>> start GIVEN PASSAGE

In the crosshairs: 33 Russia collusion probe witnesses who could be subpoenaed in the Senate
From Brennan to Comey, Senate Republicans have a large number of witnesses they want to interrogate in the discredited Russia probe, according to a list obtained by Just the News.
The Facts Inside Our Reporter’s Notebook
For more than two years, Republicans hoping to get to the bottom of how the FBI sustained the Russia collusion probe in the absence of any evidence of wrongdoing by President Trump faced a never-ending cycle of hurry up, and wait.
Wait for Robert Mueller to finish his special counsel probe. Wait for Justice Department Inspector General Michael Horowitz to release his report. Wait for the Director of National Intelligence to declassify documents.
The waiting is now over, and Senate Homeland Security and Governmental Affairs Chairman Ron Johnson, Wis., now has the authority to subpoena the agencies and individuals he wants to interrogate or to turn over documents. Senate Judiciary Committee Chairman Lindsey Graham hopes to get his subpoena power this week.
A list of Johnson's subpoena targets obtained by Just the News shows his committee is seeking documents from the FBI, Justice Department, the State Department, and the Director of National Intelligence related to the Russia collusion probe known as Crossfire Hurricane as well as 33 individuals who played a key role in sustaining a flawed probe across multiple bureaucracies.

>> end GIVEN PASSAGE
>> start DATA

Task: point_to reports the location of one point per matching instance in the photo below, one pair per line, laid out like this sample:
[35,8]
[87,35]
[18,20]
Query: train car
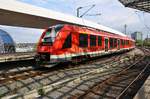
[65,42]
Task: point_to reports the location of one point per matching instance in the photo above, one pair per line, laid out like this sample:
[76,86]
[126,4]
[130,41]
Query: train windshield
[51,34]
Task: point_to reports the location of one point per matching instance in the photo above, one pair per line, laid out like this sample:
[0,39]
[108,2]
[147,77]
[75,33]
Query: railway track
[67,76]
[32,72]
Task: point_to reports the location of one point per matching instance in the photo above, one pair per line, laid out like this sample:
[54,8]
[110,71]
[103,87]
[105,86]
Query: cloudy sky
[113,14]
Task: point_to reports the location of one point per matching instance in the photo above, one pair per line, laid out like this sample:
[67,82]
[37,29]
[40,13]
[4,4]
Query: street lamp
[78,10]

>> end DATA
>> start DATA

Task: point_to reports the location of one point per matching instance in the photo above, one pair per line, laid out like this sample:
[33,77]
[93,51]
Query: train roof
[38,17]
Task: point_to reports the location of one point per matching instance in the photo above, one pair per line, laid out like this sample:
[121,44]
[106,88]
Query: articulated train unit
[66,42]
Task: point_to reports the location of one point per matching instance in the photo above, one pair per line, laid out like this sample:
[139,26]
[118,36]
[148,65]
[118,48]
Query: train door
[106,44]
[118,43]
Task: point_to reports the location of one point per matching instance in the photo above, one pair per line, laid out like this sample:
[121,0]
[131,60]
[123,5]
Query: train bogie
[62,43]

>> end DATA

YOUR TASKS -
a – Name every agency that the news story about the Senate subpoena list says Johnson's committee wants documents from.
b – Carry on the news story about the Senate subpoena list, starting right after its final sentence.

ANSWERS IN ORDER -
a – The FBI, the Justice Department, the State Department, and the Director of National Intelligence.

b –
The scope of the subpoenas suggests a far-reaching inquiry.
For instance, the FBI will be asked to surrender "all records related to the Crossfire Hurricane investigation. This includes, but is not limited to, all records provided or made available to the Inspector General of the U.S. Department of Justice for its review that resulted in the report 'Review of Four FISA Applications and Other Aspects of the FBI’s Crossfire Hurricane Investigation'; and all records related to requests to the General Services Administration (GSA) or Office of the Inspector General of GSA for presidential transition records from November 2016 through December 2017."
The State Department will be asked to produce records of its contacts with Christopher Steele, the former MI6 operative who penned the unverified dossier that was used by the bureau as essential evidence in pursuing the case. And the DNI will be asked for all records related to the Obama administration's unmasking of Trump campaign and transition figures in intelligence intercepts.
The list of individuals that Johnson's committee is seeking to question or seek documents from includes some familiar figures in the controversy, like fired FBI Director James Comey, ex-FBI Counsel James Baker, fired FBI Special Agent Peter Strzok and his paramour, the former FBI lawyer Lisa Page, Obama Director of National Intelligence James Clapper, former CIA Director John Brennan and former Obama National Security Adviser Susan Rice, whose final email on the day she left office about President Obama's dealings in the Russia probe has stoked great intrigue.
Senate investigators plan to delve into discrepancies in stories between Comey and Brennan over the intelligence community assessment that Russia tried to help Trump win the 2016 election and Comey and Clapper over who briefed President Obama in early January 2017 about a sensitive intercept of a conversation between incoming Trump National Security Adviser Michael Flynn and the Russian ambassador to Washington.
One of the most anticipated witnesses is Bill Priestap, the former FBI assistant director of counterintelligence, who supervised Strzok's Russia investigation and interacted often with former FBI deputy director Andrew McCabe.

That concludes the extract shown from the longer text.